→ EXERCISE PROMPT: Your reply should consist of one number: how many lines below contain "sill".

(Dataset entries)

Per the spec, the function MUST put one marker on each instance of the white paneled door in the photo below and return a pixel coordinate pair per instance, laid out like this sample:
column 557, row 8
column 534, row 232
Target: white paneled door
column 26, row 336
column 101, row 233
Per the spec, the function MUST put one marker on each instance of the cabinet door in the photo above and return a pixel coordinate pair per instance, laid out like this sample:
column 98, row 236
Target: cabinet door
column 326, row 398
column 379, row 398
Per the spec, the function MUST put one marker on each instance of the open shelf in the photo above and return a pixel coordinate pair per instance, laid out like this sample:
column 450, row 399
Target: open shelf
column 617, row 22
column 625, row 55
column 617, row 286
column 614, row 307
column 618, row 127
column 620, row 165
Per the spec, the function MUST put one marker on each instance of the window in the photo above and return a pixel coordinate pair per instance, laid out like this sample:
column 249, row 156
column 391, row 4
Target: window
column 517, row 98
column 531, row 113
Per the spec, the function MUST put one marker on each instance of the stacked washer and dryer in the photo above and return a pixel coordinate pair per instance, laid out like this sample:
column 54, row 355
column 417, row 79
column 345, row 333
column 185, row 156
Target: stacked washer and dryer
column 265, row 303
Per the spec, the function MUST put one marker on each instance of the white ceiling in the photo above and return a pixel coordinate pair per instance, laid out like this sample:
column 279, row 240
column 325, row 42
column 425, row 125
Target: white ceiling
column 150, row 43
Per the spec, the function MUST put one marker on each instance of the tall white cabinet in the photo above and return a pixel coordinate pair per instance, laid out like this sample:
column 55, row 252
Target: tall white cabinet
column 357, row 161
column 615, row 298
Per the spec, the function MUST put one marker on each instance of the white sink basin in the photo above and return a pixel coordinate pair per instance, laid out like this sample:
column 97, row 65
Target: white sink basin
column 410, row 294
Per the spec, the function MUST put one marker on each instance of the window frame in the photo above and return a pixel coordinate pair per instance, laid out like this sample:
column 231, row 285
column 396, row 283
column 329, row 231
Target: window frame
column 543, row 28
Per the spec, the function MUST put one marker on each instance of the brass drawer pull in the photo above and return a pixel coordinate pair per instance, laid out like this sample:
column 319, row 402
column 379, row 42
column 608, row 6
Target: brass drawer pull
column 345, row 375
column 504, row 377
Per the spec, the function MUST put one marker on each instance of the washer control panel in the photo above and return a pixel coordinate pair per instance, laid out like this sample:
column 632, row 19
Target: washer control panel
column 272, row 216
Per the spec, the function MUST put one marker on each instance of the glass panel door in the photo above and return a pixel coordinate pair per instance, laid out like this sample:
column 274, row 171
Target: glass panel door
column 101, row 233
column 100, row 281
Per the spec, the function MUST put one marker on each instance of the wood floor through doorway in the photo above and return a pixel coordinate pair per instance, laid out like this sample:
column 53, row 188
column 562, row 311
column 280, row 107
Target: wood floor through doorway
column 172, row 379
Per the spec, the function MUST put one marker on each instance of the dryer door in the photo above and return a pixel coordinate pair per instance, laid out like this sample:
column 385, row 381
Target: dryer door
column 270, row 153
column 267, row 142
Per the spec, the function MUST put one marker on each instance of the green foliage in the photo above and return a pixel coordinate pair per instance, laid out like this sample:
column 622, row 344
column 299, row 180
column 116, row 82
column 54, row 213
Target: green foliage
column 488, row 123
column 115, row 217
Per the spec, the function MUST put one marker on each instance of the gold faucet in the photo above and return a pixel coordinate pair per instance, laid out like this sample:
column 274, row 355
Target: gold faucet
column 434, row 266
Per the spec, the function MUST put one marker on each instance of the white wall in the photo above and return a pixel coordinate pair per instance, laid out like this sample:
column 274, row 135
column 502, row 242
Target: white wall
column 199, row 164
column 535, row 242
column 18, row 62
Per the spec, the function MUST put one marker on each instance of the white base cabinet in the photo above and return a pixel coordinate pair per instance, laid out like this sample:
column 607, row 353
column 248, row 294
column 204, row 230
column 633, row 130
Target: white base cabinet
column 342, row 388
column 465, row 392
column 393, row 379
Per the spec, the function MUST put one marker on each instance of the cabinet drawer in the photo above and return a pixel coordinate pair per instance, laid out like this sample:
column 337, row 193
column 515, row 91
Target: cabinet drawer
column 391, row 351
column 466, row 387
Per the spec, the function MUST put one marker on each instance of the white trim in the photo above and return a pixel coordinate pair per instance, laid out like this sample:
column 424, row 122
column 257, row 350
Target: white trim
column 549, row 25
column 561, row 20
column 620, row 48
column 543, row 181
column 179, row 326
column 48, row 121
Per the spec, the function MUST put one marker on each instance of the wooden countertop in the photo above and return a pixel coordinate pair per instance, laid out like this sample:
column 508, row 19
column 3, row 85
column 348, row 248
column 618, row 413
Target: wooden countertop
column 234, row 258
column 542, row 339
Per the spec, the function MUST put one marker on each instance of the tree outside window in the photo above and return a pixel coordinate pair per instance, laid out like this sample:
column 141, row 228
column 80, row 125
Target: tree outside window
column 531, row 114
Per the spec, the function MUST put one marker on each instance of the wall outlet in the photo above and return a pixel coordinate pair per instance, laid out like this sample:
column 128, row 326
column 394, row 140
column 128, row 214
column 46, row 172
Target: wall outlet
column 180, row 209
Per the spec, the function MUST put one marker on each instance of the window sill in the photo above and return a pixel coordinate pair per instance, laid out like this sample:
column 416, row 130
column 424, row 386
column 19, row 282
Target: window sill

→ EXERCISE SOLUTION: 2